The task =
The answer is a stretch of the material below, returned exactly: the line containing "Target: snowflake window decoration", the line containing "Mark every instance of the van headlight", and all lines between.

= = = = =

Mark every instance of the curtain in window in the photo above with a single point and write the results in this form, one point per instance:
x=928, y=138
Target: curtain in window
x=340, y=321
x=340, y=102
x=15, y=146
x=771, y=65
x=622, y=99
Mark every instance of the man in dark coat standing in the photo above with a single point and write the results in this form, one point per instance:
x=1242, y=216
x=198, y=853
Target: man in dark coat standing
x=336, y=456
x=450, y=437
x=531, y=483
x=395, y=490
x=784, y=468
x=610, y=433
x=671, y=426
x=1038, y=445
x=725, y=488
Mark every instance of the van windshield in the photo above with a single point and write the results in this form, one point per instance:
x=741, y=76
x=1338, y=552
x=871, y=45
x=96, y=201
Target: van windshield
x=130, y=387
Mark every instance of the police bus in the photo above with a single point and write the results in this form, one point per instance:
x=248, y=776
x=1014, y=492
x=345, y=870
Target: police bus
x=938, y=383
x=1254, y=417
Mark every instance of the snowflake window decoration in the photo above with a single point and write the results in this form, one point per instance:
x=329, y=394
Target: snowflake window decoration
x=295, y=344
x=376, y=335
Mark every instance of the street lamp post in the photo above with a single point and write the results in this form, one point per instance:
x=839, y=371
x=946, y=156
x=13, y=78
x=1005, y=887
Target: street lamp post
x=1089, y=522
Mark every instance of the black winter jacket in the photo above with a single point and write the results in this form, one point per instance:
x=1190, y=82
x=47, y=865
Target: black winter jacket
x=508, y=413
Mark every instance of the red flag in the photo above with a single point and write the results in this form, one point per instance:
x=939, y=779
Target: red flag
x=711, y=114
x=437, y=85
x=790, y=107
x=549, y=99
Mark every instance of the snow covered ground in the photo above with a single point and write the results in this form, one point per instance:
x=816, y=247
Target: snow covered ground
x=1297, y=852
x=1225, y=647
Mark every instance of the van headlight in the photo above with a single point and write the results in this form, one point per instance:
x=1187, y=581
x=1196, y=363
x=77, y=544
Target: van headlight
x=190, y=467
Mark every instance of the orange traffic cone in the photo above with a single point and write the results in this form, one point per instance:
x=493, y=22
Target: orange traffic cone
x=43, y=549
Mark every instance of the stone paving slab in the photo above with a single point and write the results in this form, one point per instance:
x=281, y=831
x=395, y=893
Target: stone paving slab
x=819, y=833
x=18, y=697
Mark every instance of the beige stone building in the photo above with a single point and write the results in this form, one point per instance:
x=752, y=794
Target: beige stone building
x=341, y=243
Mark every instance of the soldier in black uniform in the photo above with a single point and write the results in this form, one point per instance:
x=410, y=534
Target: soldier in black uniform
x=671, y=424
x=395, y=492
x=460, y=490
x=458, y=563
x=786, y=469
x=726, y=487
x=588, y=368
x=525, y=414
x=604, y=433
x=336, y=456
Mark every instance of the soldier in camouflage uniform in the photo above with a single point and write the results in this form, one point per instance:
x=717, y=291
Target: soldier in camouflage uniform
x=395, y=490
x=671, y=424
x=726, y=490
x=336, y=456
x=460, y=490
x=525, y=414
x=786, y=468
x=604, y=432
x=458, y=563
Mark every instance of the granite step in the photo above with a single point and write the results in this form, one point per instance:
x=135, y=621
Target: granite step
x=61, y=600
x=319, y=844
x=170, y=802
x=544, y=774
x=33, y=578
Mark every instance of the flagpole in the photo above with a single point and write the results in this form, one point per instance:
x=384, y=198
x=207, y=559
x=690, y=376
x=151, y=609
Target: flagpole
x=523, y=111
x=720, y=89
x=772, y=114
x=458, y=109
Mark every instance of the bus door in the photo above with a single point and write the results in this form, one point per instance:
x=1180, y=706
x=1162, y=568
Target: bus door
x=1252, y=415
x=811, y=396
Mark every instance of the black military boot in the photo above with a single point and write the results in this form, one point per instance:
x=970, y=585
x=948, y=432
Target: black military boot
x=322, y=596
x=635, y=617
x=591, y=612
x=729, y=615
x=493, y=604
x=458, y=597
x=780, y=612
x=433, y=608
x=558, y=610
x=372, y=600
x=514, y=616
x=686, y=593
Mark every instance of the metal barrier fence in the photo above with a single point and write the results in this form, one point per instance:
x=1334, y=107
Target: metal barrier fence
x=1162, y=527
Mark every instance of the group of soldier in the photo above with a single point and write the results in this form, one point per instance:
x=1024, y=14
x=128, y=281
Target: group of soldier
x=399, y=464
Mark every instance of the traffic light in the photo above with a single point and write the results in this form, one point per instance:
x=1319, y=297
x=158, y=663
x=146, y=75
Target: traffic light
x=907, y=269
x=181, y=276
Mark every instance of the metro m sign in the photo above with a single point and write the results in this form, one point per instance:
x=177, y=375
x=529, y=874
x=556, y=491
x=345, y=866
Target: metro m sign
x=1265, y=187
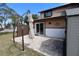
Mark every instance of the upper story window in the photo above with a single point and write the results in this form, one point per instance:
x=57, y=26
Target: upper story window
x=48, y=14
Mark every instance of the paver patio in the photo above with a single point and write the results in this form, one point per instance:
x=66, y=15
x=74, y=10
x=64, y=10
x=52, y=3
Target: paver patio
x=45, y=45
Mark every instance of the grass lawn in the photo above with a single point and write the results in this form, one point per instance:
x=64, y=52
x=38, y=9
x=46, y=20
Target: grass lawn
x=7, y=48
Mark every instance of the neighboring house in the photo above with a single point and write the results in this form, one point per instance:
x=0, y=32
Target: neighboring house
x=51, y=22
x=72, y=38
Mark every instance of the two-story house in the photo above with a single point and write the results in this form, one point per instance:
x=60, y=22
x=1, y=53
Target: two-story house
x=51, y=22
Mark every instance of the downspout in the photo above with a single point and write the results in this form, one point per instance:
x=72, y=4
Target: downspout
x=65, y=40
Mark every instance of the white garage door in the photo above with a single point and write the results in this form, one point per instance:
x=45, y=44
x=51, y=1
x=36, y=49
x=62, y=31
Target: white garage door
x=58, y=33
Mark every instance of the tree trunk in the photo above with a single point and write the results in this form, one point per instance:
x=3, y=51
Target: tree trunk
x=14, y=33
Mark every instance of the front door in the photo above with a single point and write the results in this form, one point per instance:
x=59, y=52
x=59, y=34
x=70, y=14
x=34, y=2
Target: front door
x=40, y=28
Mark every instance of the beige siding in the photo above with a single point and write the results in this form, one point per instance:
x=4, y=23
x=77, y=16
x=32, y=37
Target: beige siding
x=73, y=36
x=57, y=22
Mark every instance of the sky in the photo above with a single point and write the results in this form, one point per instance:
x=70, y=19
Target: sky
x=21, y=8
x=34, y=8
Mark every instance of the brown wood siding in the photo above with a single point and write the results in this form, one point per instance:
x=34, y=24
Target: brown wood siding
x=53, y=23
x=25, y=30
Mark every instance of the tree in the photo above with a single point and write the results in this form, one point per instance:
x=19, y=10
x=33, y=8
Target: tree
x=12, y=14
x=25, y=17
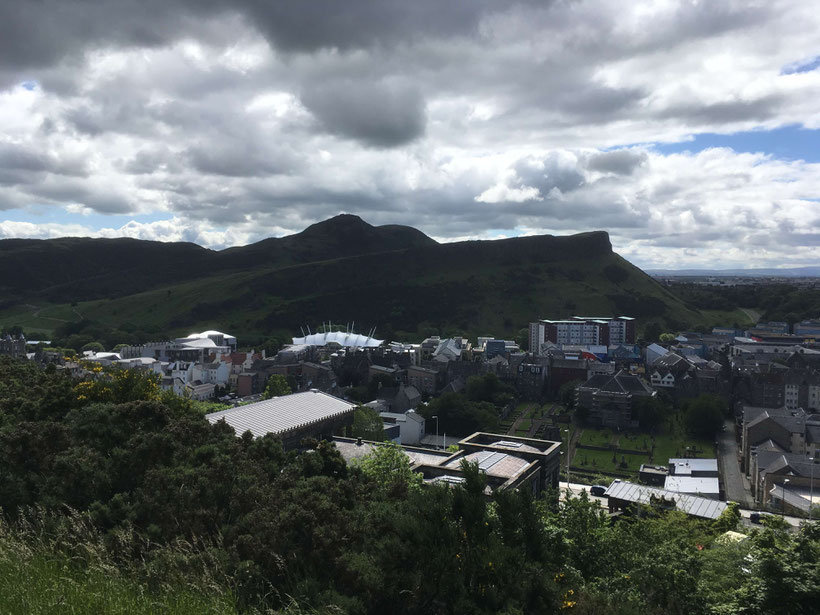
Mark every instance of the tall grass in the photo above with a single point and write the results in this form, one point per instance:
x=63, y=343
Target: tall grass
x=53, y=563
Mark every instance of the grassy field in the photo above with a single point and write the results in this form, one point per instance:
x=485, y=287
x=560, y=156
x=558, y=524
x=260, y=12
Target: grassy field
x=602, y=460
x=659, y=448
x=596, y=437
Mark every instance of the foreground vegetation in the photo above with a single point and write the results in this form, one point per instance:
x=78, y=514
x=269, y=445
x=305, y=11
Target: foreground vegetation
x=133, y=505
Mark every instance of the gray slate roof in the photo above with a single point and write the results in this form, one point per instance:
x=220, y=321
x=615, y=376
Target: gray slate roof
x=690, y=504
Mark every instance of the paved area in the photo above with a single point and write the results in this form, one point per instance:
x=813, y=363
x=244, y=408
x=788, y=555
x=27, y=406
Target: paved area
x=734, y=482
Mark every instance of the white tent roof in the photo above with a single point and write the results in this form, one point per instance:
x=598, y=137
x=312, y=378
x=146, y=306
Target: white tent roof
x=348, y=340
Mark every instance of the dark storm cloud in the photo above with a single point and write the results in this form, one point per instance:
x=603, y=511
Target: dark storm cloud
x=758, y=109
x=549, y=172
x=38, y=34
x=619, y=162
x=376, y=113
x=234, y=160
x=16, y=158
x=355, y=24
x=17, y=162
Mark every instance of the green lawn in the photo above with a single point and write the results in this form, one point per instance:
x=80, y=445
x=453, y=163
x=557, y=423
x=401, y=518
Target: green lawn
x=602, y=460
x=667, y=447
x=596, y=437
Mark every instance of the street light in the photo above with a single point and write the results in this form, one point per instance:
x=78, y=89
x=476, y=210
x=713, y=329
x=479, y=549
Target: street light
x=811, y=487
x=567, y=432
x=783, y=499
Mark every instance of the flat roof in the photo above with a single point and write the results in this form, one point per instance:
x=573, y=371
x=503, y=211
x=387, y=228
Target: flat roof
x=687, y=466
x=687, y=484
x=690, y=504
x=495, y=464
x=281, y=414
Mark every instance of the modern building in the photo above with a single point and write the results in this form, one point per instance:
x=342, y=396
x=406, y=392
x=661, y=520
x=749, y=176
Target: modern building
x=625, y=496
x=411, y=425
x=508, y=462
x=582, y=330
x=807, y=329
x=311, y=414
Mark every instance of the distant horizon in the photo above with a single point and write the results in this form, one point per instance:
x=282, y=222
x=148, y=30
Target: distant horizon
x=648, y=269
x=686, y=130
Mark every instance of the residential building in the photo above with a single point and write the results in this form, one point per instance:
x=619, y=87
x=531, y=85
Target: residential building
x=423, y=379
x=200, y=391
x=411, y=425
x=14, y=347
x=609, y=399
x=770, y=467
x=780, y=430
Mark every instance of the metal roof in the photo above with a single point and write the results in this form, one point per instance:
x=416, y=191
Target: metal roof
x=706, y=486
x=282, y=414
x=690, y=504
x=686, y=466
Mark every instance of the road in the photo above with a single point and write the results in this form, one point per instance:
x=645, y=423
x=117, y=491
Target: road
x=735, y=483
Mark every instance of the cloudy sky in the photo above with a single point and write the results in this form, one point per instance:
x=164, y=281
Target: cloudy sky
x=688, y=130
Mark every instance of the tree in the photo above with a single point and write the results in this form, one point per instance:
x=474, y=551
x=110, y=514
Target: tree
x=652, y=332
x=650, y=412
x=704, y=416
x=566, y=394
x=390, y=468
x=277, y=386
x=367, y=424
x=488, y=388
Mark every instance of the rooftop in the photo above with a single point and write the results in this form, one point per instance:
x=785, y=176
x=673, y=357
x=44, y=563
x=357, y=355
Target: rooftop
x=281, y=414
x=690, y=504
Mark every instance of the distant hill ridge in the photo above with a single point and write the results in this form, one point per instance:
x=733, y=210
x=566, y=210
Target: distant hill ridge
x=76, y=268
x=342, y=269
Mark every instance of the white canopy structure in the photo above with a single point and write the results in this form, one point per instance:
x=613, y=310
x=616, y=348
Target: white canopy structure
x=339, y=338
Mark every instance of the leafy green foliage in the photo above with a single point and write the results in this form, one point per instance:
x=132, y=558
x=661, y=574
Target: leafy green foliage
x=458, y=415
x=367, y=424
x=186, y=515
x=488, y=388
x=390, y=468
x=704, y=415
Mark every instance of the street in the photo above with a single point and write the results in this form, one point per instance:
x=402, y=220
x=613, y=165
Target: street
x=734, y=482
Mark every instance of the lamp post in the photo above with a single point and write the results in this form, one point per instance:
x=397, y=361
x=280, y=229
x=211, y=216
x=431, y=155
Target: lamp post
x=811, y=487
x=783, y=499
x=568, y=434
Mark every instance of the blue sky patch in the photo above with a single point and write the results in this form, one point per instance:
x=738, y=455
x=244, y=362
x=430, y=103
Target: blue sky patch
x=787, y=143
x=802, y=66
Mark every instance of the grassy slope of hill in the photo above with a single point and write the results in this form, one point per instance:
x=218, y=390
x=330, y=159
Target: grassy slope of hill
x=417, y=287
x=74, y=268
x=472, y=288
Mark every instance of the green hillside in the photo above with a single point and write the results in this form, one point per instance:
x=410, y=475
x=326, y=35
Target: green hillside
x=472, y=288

= = = = =

Reply =
Target: snowflake window decoration
x=295, y=344
x=376, y=335
Mark every instance of the street lamp post in the photo above with a single point and write the results in this form, one point per instance:
x=839, y=371
x=946, y=156
x=13, y=78
x=1005, y=887
Target: street lamp post
x=1089, y=522
Mark every instance of the black winter jacket in the photo above with a single point and write the results in this form, one point per instance:
x=1190, y=82
x=47, y=865
Target: black winter jacket
x=508, y=413
Mark every instance of the red flag in the photo above with a single point and write the results in this form, one point per instance:
x=939, y=779
Target: red flag
x=711, y=114
x=437, y=85
x=790, y=107
x=549, y=99
Mark every instance of the snow covered ground in the photo above with a single point and write the results in this form, one point per instance:
x=816, y=247
Target: snow covered ground
x=1297, y=852
x=1225, y=647
Mark every instance of the van headlight in the photo above with a single point and write the results in this form, one point per instance:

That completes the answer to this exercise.